:: DATASET EXCERPTS ::

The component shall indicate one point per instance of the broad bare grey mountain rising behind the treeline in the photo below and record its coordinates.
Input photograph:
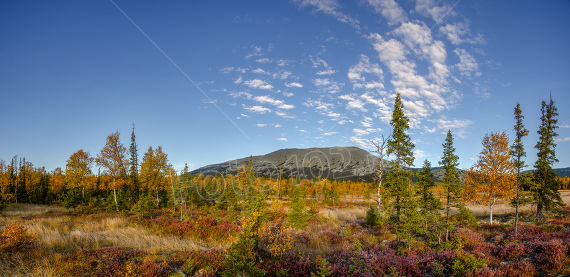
(348, 163)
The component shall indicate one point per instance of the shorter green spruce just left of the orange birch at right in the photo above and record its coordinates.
(451, 182)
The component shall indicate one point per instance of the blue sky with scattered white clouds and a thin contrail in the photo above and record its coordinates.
(211, 81)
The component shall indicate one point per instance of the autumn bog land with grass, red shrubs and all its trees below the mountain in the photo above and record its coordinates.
(146, 219)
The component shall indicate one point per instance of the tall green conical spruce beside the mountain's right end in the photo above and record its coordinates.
(401, 146)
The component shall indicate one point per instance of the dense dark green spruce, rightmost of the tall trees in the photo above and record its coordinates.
(545, 188)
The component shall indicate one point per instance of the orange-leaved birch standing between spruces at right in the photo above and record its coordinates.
(493, 177)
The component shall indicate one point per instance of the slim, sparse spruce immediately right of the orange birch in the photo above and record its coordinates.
(517, 151)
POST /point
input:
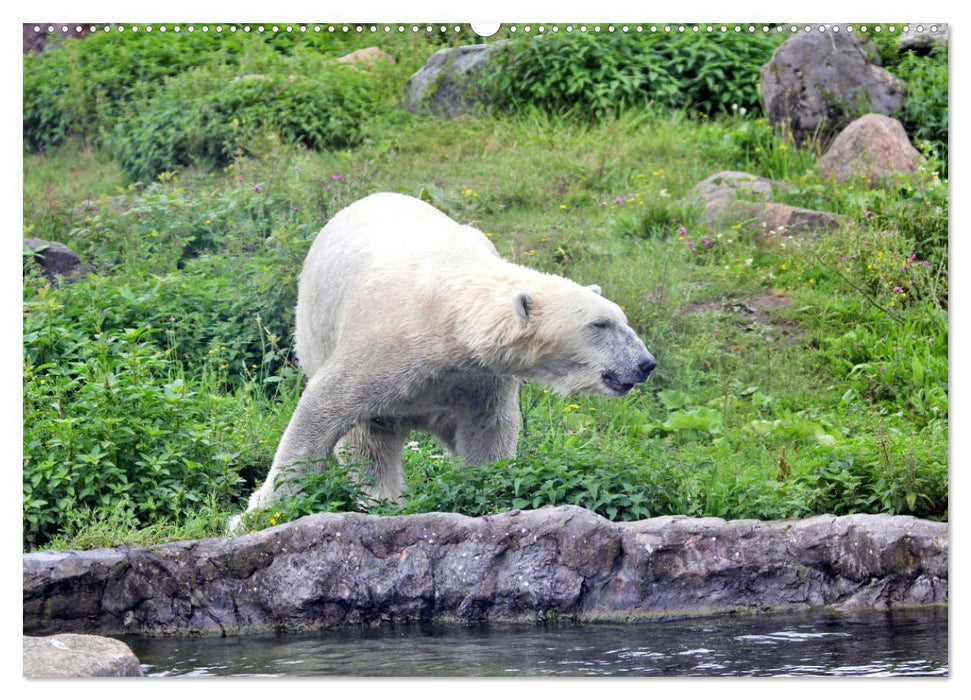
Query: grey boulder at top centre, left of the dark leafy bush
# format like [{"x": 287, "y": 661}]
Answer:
[{"x": 447, "y": 84}]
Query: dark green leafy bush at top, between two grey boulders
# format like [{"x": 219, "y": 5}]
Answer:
[{"x": 599, "y": 76}]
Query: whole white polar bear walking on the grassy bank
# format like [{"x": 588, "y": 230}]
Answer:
[{"x": 407, "y": 320}]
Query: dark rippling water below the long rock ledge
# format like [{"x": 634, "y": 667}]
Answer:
[{"x": 899, "y": 643}]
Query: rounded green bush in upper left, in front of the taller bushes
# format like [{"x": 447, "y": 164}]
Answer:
[{"x": 208, "y": 117}]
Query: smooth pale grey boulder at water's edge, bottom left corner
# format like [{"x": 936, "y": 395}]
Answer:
[{"x": 78, "y": 656}]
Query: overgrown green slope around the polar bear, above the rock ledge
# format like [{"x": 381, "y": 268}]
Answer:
[{"x": 791, "y": 381}]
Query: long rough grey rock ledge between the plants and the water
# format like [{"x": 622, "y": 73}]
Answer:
[{"x": 327, "y": 570}]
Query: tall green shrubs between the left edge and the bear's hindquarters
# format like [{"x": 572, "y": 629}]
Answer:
[{"x": 138, "y": 394}]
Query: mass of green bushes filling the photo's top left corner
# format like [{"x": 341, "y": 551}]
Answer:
[{"x": 87, "y": 87}]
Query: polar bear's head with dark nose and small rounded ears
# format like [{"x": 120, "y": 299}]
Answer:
[{"x": 578, "y": 341}]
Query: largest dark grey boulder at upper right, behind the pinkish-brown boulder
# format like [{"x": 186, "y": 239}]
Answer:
[{"x": 816, "y": 82}]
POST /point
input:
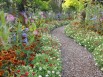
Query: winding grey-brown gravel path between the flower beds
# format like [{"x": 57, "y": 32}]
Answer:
[{"x": 77, "y": 61}]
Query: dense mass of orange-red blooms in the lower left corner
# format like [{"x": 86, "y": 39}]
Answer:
[{"x": 9, "y": 58}]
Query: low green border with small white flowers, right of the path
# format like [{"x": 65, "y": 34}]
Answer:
[{"x": 91, "y": 40}]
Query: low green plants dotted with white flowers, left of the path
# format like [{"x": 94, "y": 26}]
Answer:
[{"x": 47, "y": 63}]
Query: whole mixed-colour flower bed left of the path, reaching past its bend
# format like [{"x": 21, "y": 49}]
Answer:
[{"x": 31, "y": 52}]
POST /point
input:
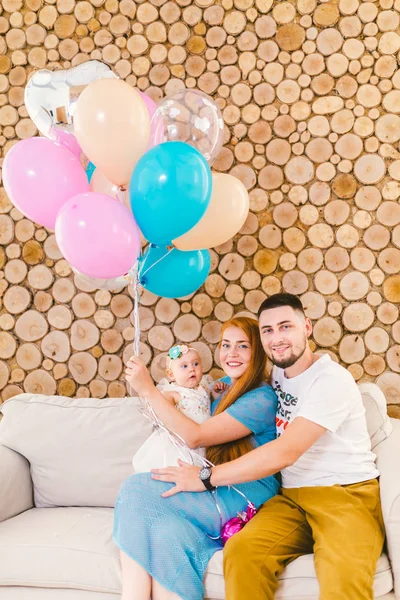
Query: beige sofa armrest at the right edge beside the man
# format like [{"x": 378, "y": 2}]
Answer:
[{"x": 388, "y": 453}]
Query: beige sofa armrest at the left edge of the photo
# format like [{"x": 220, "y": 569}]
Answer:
[{"x": 16, "y": 492}]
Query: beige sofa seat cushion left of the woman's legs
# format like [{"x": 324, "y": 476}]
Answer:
[{"x": 60, "y": 547}]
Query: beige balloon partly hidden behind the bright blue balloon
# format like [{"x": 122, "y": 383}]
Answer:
[{"x": 224, "y": 217}]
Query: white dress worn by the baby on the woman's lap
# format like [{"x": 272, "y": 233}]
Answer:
[{"x": 159, "y": 451}]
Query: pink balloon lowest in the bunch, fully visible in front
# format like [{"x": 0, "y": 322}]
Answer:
[{"x": 97, "y": 235}]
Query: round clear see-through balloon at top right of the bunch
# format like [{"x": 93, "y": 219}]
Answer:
[{"x": 193, "y": 117}]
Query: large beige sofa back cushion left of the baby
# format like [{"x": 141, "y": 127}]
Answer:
[{"x": 80, "y": 450}]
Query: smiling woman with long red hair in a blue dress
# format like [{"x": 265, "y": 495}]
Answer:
[{"x": 167, "y": 540}]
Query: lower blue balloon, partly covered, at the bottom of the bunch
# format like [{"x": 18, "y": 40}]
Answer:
[{"x": 173, "y": 273}]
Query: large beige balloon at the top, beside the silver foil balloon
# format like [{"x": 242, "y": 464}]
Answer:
[{"x": 112, "y": 126}]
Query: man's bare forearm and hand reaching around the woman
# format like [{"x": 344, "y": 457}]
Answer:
[{"x": 261, "y": 462}]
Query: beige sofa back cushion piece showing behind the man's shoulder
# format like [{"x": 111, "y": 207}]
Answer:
[{"x": 378, "y": 421}]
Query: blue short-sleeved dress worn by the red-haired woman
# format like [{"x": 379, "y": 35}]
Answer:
[{"x": 172, "y": 537}]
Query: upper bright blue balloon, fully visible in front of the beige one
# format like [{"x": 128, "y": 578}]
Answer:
[{"x": 170, "y": 191}]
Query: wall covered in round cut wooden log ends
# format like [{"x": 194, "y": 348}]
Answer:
[{"x": 310, "y": 95}]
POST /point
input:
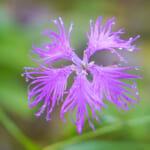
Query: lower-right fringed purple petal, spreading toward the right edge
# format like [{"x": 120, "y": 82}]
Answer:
[{"x": 106, "y": 80}]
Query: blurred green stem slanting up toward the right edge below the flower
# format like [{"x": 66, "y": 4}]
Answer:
[{"x": 104, "y": 130}]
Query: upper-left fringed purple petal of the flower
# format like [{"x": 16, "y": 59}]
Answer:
[{"x": 59, "y": 48}]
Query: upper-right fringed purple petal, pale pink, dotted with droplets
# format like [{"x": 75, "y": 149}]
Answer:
[{"x": 102, "y": 38}]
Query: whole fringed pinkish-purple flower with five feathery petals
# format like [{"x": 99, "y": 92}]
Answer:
[{"x": 49, "y": 84}]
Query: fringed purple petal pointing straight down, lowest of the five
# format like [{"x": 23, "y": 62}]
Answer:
[{"x": 80, "y": 96}]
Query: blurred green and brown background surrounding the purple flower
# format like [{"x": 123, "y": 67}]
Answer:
[{"x": 21, "y": 22}]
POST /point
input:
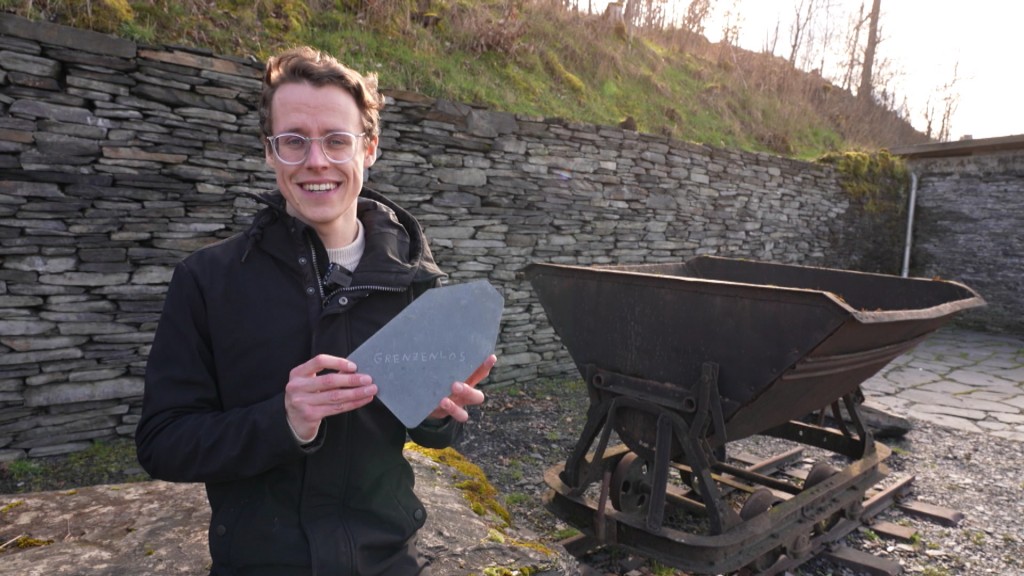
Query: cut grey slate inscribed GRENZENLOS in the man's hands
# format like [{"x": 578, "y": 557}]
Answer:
[{"x": 439, "y": 340}]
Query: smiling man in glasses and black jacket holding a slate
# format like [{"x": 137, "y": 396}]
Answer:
[{"x": 248, "y": 388}]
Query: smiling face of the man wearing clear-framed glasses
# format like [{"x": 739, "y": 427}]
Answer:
[{"x": 320, "y": 192}]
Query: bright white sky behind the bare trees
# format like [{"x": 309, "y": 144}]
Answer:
[{"x": 924, "y": 39}]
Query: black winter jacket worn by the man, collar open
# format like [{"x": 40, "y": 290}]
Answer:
[{"x": 239, "y": 316}]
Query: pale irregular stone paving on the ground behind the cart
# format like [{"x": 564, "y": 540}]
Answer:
[{"x": 968, "y": 381}]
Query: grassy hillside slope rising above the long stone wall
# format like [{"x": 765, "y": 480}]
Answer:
[{"x": 528, "y": 57}]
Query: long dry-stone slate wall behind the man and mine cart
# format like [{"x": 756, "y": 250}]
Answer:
[{"x": 117, "y": 160}]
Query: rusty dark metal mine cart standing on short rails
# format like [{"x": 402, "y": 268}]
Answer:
[{"x": 681, "y": 359}]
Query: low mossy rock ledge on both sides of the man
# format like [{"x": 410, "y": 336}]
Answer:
[{"x": 159, "y": 528}]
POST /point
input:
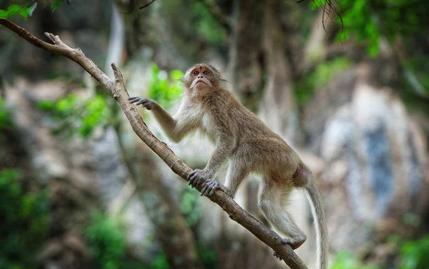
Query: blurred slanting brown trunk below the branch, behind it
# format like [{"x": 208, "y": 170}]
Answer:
[{"x": 171, "y": 229}]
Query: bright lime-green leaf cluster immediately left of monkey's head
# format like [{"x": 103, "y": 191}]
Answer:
[{"x": 163, "y": 87}]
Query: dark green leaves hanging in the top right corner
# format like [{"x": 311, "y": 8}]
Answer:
[{"x": 368, "y": 21}]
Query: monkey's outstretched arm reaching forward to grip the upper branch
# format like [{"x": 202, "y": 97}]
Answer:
[{"x": 175, "y": 129}]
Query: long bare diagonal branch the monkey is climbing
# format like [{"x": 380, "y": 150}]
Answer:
[{"x": 117, "y": 89}]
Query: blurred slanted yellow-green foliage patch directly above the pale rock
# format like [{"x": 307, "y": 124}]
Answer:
[{"x": 321, "y": 75}]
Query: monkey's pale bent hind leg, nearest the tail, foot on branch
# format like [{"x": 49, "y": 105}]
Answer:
[{"x": 272, "y": 201}]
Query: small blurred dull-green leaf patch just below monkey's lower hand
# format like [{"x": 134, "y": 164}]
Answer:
[{"x": 190, "y": 206}]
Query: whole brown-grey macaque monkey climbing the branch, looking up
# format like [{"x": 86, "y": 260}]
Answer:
[{"x": 249, "y": 145}]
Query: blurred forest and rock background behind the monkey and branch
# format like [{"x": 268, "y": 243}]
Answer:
[{"x": 78, "y": 189}]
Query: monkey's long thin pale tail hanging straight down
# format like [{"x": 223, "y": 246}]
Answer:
[{"x": 320, "y": 223}]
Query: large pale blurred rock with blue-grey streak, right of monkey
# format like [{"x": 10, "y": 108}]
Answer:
[{"x": 375, "y": 160}]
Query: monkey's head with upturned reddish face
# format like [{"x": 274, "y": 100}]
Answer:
[{"x": 202, "y": 77}]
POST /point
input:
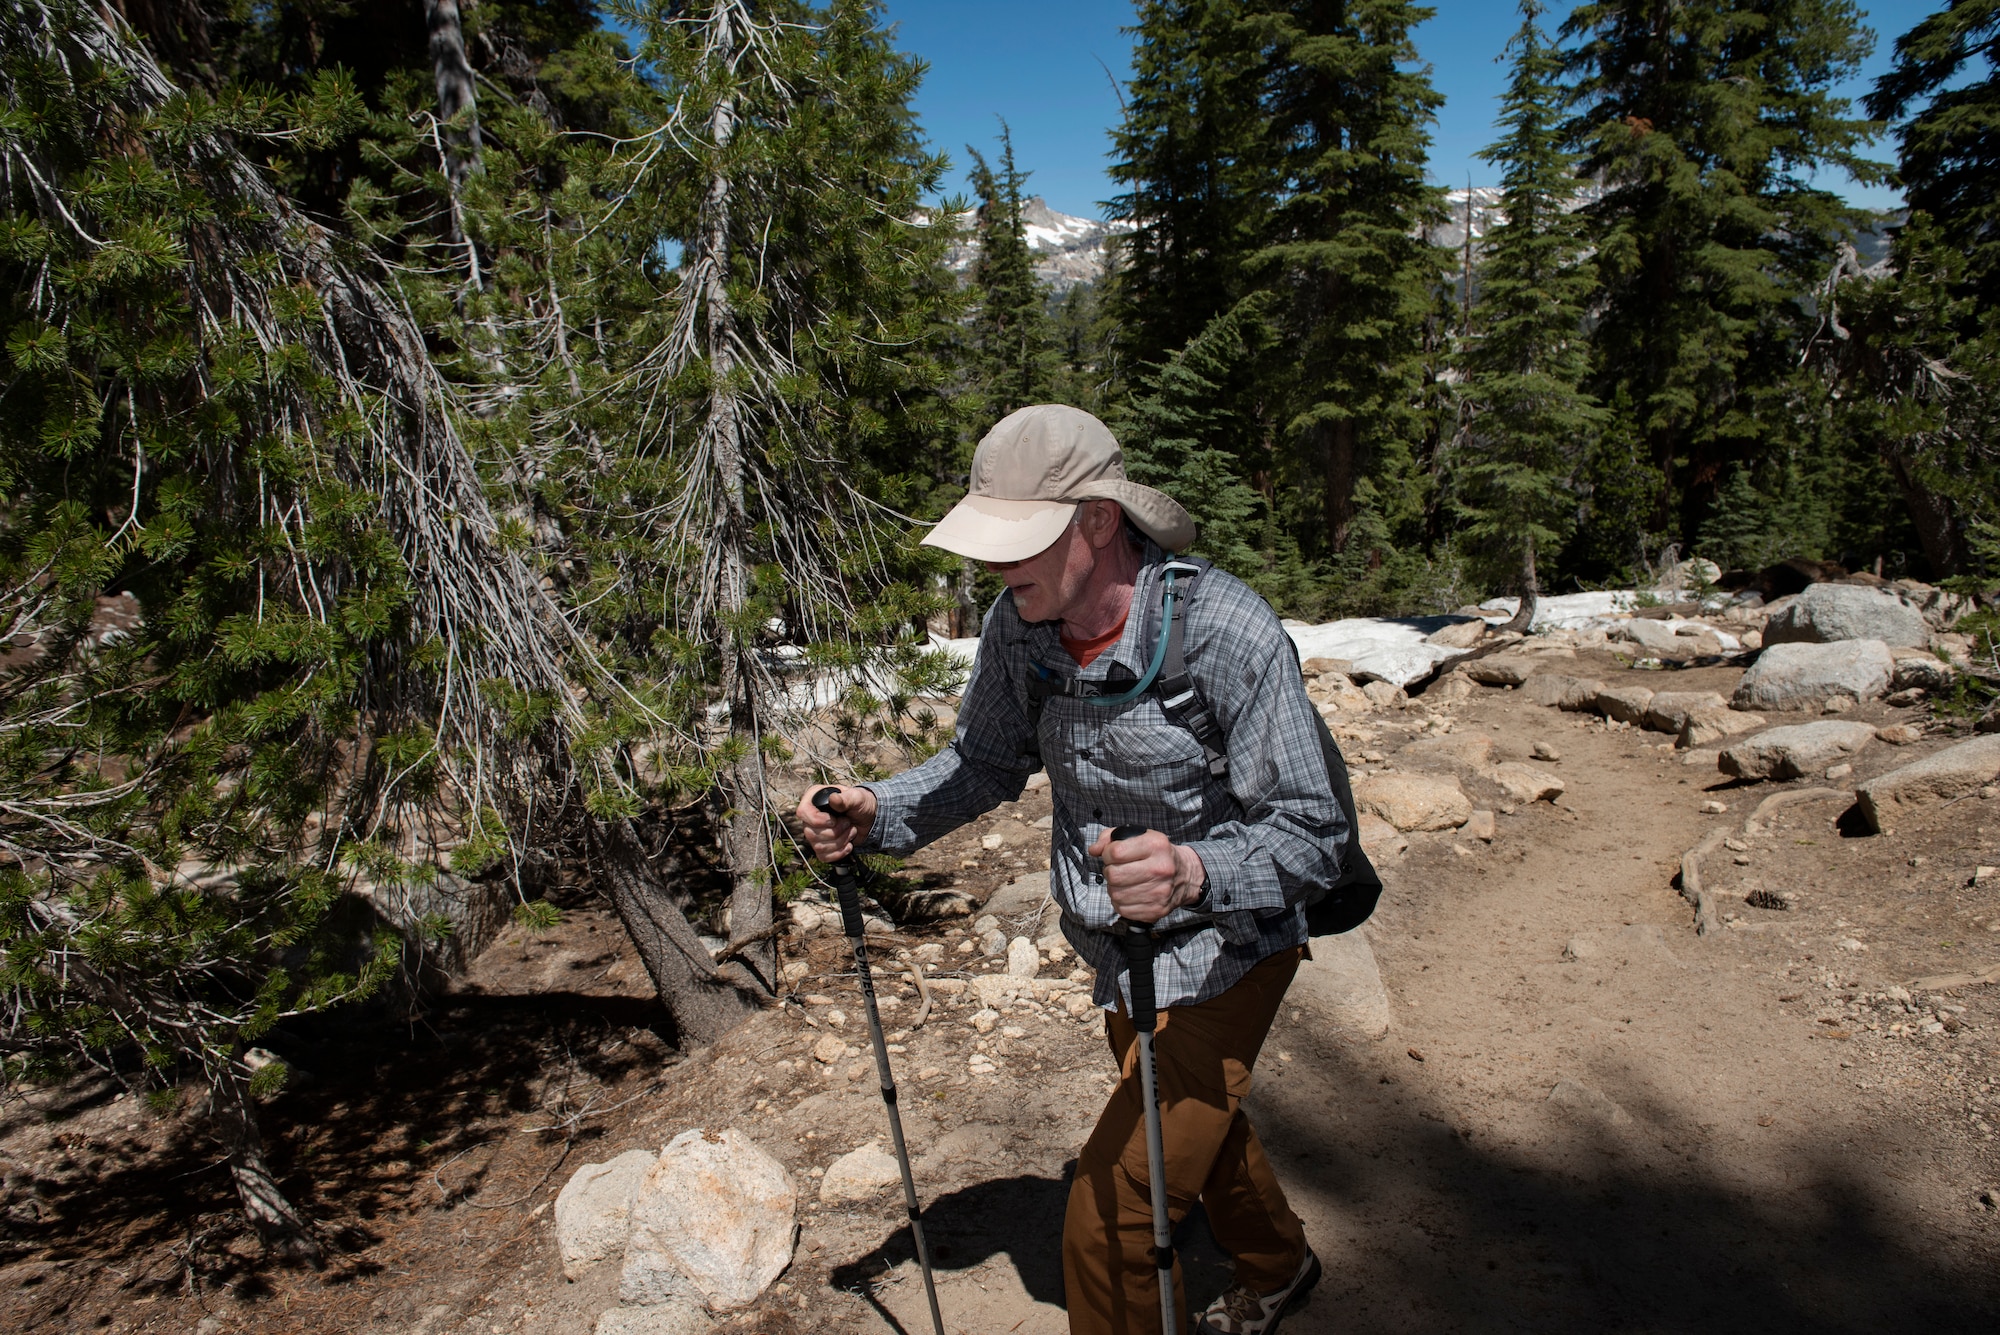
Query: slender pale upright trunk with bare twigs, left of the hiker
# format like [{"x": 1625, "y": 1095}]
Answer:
[{"x": 747, "y": 834}]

:::

Among the records above, locate the line containing "Query: low green border" and the line containing "Query: large beige sofa", then transcribe exactly the lines starting at the first and ending at the second, with no pictures.

Query: low green border with small white flowers, right of the path
# format like [{"x": 65, "y": 34}]
Answer:
[{"x": 91, "y": 40}]
Query: low green plants dotted with white flowers, left of the path
# format like [{"x": 94, "y": 26}]
Answer:
[{"x": 47, "y": 63}]
Query: whole mixed-colour flower bed left of the path, reaching past its bend
# format like [{"x": 21, "y": 49}]
Answer:
[{"x": 31, "y": 52}]
POST /point
input:
Query: beige sofa armrest at the right edge beside the man
# format like [{"x": 378, "y": 2}]
Answer:
[{"x": 388, "y": 453}]
Query: beige sofa armrest at the left edge of the photo
# format like [{"x": 220, "y": 569}]
Answer:
[{"x": 16, "y": 492}]
Query: beige sofa seat cushion left of the woman's legs
# format like [{"x": 324, "y": 476}]
Answer:
[{"x": 60, "y": 547}]
Query: beige balloon partly hidden behind the bright blue balloon
# format like [{"x": 122, "y": 383}]
Answer:
[{"x": 224, "y": 217}]
Query: white dress worn by the baby on the woman's lap
# format like [{"x": 272, "y": 233}]
Answer:
[{"x": 159, "y": 451}]
Query: pink balloon lowest in the bunch, fully visible in front
# format like [{"x": 0, "y": 322}]
Answer:
[{"x": 97, "y": 235}]
Query: round clear see-through balloon at top right of the bunch
# format like [{"x": 93, "y": 219}]
Answer:
[{"x": 193, "y": 117}]
Query: large beige sofa back cushion left of the baby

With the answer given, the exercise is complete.